The most pointed fact about the launch is that OpenAI was not the only lab that could have done it, and was arguably not even the best positioned to. Google had built dialogue models that impressed its own engineers years earlier; one of them, LaMDA, had been demoed onstage in 2021 and had so unsettled an engineer named Blake Lemoine that he publicly insisted it was sentient. DeepMind, Google’s London lab, had described a careful, citation-producing chatbot of its own, called Sparrow, in a research paper that September, and had pointedly declined to put it in front of the public, on the grounds that a conversational model that could lie fluently was not something a responsible lab released into the wild. Both arguments were correct on their own terms. A model that hallucinates is a liability, and the larger and more profitable your existing business, the more a confident, wrong chatbot threatens to embarrass it. The companies with the most to lose behaved accordingly, which is to say cautiously. OpenAI had almost nothing to lose, a research preview being by definition deniable, and it shipped. The lesson the rest of the industry took from late 2022 had nothing to do with the quality of OpenAI’s model. It was that OpenAI had been willing to find out what the public would do with one, and the willingness was the scarce thing.

● Using the information
- A) List every company or research lab that the passage on the chatbot launch mentions by name.
- B) Write a continuation of the passage on the chatbot launch, beginning after its last sentence.

● Data extract

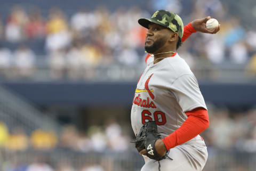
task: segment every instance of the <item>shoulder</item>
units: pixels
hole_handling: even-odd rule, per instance
[[[167,67],[175,73],[177,78],[185,75],[194,75],[186,61],[178,53],[174,56],[166,59],[166,62]]]

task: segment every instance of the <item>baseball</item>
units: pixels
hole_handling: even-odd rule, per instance
[[[219,22],[215,19],[211,19],[206,22],[206,28],[210,30],[214,30],[218,26],[219,26]]]

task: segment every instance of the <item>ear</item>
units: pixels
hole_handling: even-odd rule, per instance
[[[174,42],[177,39],[178,39],[179,35],[178,35],[178,32],[174,32],[171,34],[171,36],[170,37],[169,41],[170,42]]]

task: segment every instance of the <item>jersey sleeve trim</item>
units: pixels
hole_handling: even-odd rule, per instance
[[[149,53],[148,53],[147,56],[146,56],[145,58],[145,63],[147,64],[147,61],[148,61],[148,59],[150,57],[150,54]]]

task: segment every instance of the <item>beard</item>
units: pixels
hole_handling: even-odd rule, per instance
[[[154,54],[157,52],[161,47],[162,47],[167,42],[167,38],[158,39],[153,42],[151,46],[146,45],[145,42],[145,51],[148,53]]]

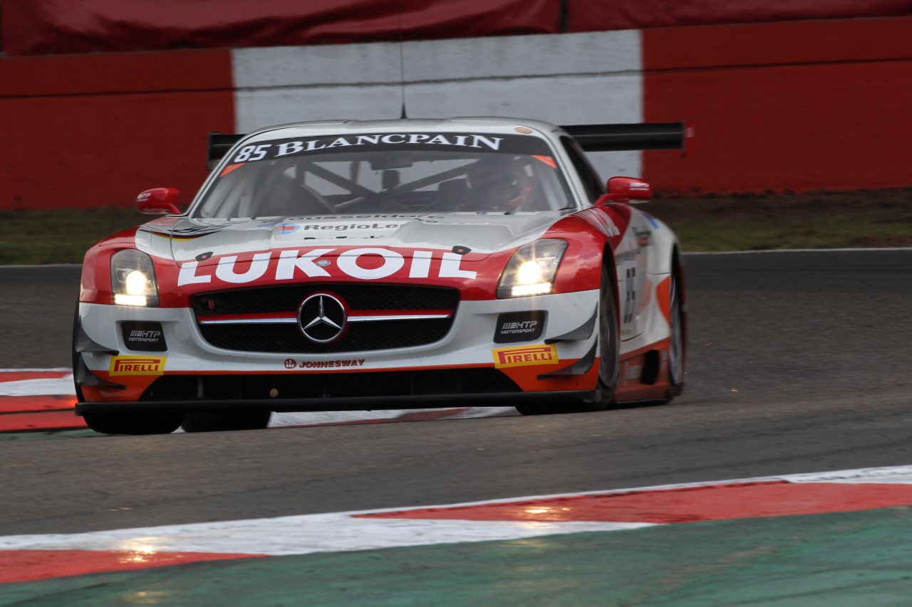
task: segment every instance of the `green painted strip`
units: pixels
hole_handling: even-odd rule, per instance
[[[0,586],[0,605],[896,606],[912,510],[192,563]]]

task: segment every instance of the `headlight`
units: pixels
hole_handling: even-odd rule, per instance
[[[556,240],[536,241],[521,247],[501,274],[497,297],[505,299],[551,293],[557,266],[566,248],[566,242]]]
[[[159,285],[152,259],[134,249],[111,255],[111,292],[118,305],[159,305]]]

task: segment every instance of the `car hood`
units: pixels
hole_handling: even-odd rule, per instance
[[[176,261],[200,259],[202,263],[223,255],[316,246],[341,250],[352,246],[451,250],[459,246],[486,256],[540,238],[560,217],[557,211],[541,211],[181,218],[153,231],[170,238]]]

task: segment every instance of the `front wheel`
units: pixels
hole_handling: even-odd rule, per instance
[[[678,274],[672,273],[668,286],[668,324],[670,340],[668,345],[668,390],[664,402],[670,402],[684,388],[684,320],[681,314],[680,285]]]
[[[182,413],[87,413],[86,425],[101,434],[171,434],[181,427]]]
[[[588,413],[608,408],[614,402],[620,370],[617,309],[611,273],[602,266],[602,285],[598,296],[598,389],[596,399],[517,405],[517,411],[523,416],[540,416],[552,413]]]

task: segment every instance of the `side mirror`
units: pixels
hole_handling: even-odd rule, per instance
[[[178,215],[181,210],[174,204],[181,192],[177,188],[154,188],[136,197],[136,208],[146,215]]]
[[[596,204],[605,204],[612,201],[649,201],[652,200],[652,186],[635,177],[612,177],[608,180],[608,193],[603,194]]]

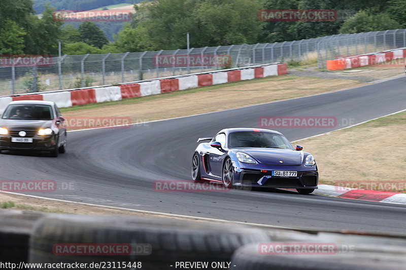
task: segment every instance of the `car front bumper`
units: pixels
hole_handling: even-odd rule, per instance
[[[0,150],[10,151],[50,151],[56,147],[55,135],[30,137],[32,142],[12,142],[10,135],[0,135]]]

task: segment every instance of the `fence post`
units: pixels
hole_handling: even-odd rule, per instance
[[[140,79],[140,81],[143,80],[143,77],[144,76],[143,74],[143,57],[144,57],[144,56],[145,55],[145,54],[147,53],[147,51],[145,51],[141,54],[141,55],[140,56],[140,72],[139,73],[140,78],[138,79]]]
[[[214,66],[215,67],[215,69],[216,70],[217,70],[217,51],[218,51],[219,49],[220,49],[221,47],[221,46],[217,46],[217,48],[216,48],[216,50],[214,50]],[[230,57],[230,59],[231,59],[231,57]]]
[[[255,60],[255,50],[258,45],[259,45],[259,43],[257,43],[253,47],[252,47],[252,64],[254,65],[255,64],[255,63],[256,63],[256,61]]]
[[[125,54],[124,54],[124,56],[121,58],[121,83],[124,83],[124,73],[125,71],[124,70],[124,60],[125,58],[128,55],[128,54],[130,53],[129,52],[127,52]]]
[[[228,50],[227,51],[227,54],[230,56],[230,58],[231,58],[231,55],[230,54],[230,52],[231,51],[231,49],[232,49],[232,47],[234,47],[233,45],[231,45],[231,46],[230,46],[230,48],[228,48]],[[235,59],[235,62],[236,62],[237,60],[238,59]],[[232,61],[231,61],[231,63],[230,63],[230,66],[231,66],[231,65],[232,65]]]
[[[175,55],[177,55],[178,52],[179,52],[180,50],[180,49],[177,49],[176,51],[175,51],[175,52],[173,54],[172,54],[172,57],[174,58],[174,63],[172,64],[172,75],[173,76],[175,76],[175,67],[176,66],[176,57],[175,56]]]
[[[265,47],[268,46],[269,43],[265,43],[265,45],[262,47],[262,64],[265,63]]]
[[[85,54],[85,56],[82,58],[80,62],[80,78],[81,78],[81,87],[84,87],[84,82],[83,82],[83,78],[85,74],[85,60],[89,56],[89,54]]]
[[[245,46],[245,44],[243,45],[242,46],[240,47],[240,49],[238,50],[238,53],[237,53],[237,58],[235,59],[235,64],[234,65],[234,67],[239,67],[238,66],[238,62],[240,61],[240,55],[241,54],[241,50],[243,49],[243,47]]]
[[[201,56],[200,58],[201,58],[201,72],[203,72],[203,67],[204,67],[204,65],[203,65],[203,57],[205,55],[204,55],[205,51],[208,48],[208,47],[207,46],[205,47],[205,49],[204,49],[203,50],[201,51],[201,53],[200,53],[200,56]]]
[[[59,85],[59,90],[62,90],[62,63],[61,63],[61,56],[58,56],[58,83]]]
[[[396,49],[396,32],[398,31],[399,29],[397,29],[393,32],[393,49]]]
[[[158,53],[158,54],[155,55],[155,66],[156,66],[156,78],[159,78],[159,61],[158,61],[158,58],[159,58],[159,55],[161,55],[162,52],[163,51],[163,50],[161,50]]]
[[[30,92],[32,92],[33,93],[35,93],[36,92],[38,92],[37,91],[37,63],[36,62],[35,64],[34,64],[33,67],[32,68],[32,91],[30,91]]]
[[[106,84],[106,59],[110,56],[110,53],[107,54],[107,55],[105,56],[101,60],[101,79],[103,80],[103,85]]]

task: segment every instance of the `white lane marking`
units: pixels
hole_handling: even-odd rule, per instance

● Answers for the exercise
- A) OpenAI, Google, DeepMind

- B)
It is worth being precise about what changed and what did not, because the next four months would blur the two badly. The technology did not advance on November 30. The same GPT-3.5 that had been answering API calls in October was answering chat queries in December. What changed was the audience, and the audience changed everything downstream of it. A research field that had spent fifteen years measured in benchmark percentages and conference acceptances suddenly had a hundred million people forming opinions about it, most of them with no prior interest in machine learning and no patience for the qualifications that researchers attached to every claim. Teachers were drafting policies about it. Reporters who had never written about AI were filing daily. Investors who had treated the field as a curiosity were rereading their term sheets. The conversation about artificial intelligence stopped being a conversation among the people building it and became a conversation among everyone, conducted in public, at volume, in real time. That is the actual hinge of late 2022, and it was an arrival rather than an advance. The thing had been in the lab. Now it was in the world, and the world does not run on the lab’s schedule.

For the company that built it, the new attention was double-edged in a way that would take months to fully resolve. OpenAI had founded itself, in 2015, on a worry about the dangers of advanced AI and a promise to develop it cautiously and openly. Now it was running the most talked-about consumer product on earth, hemorrhaging money on compute, and learning in real time that the safest-seeming way to release a powerful system, quietly, as a humble preview, could produce a more violent public reaction than a thunderous launch ever would. The “research preview” framing had been sincere. It had also become, almost overnight, a fiction that no one could maintain, because a hundred million users do not behave like research subjects and a market does not treat a preview as a preview. Altman would spend the spring of 2023 trying to hold two postures at once, the proud chief executive of a runaway hit and the careful steward warning that the technology frightened even him.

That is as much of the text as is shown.